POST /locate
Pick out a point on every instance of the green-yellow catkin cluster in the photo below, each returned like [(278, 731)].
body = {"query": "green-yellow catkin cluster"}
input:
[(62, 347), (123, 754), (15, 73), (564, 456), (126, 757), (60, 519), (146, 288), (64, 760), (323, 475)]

» Exercise requirements:
When a line of the material holds the string "catkin", copy that line.

» Answer for this exercise:
Pick out a point on every instance of the green-yellow catkin cluster in the photo below, each returned like [(278, 731)].
body = {"query": "green-yellow catkin cluster"}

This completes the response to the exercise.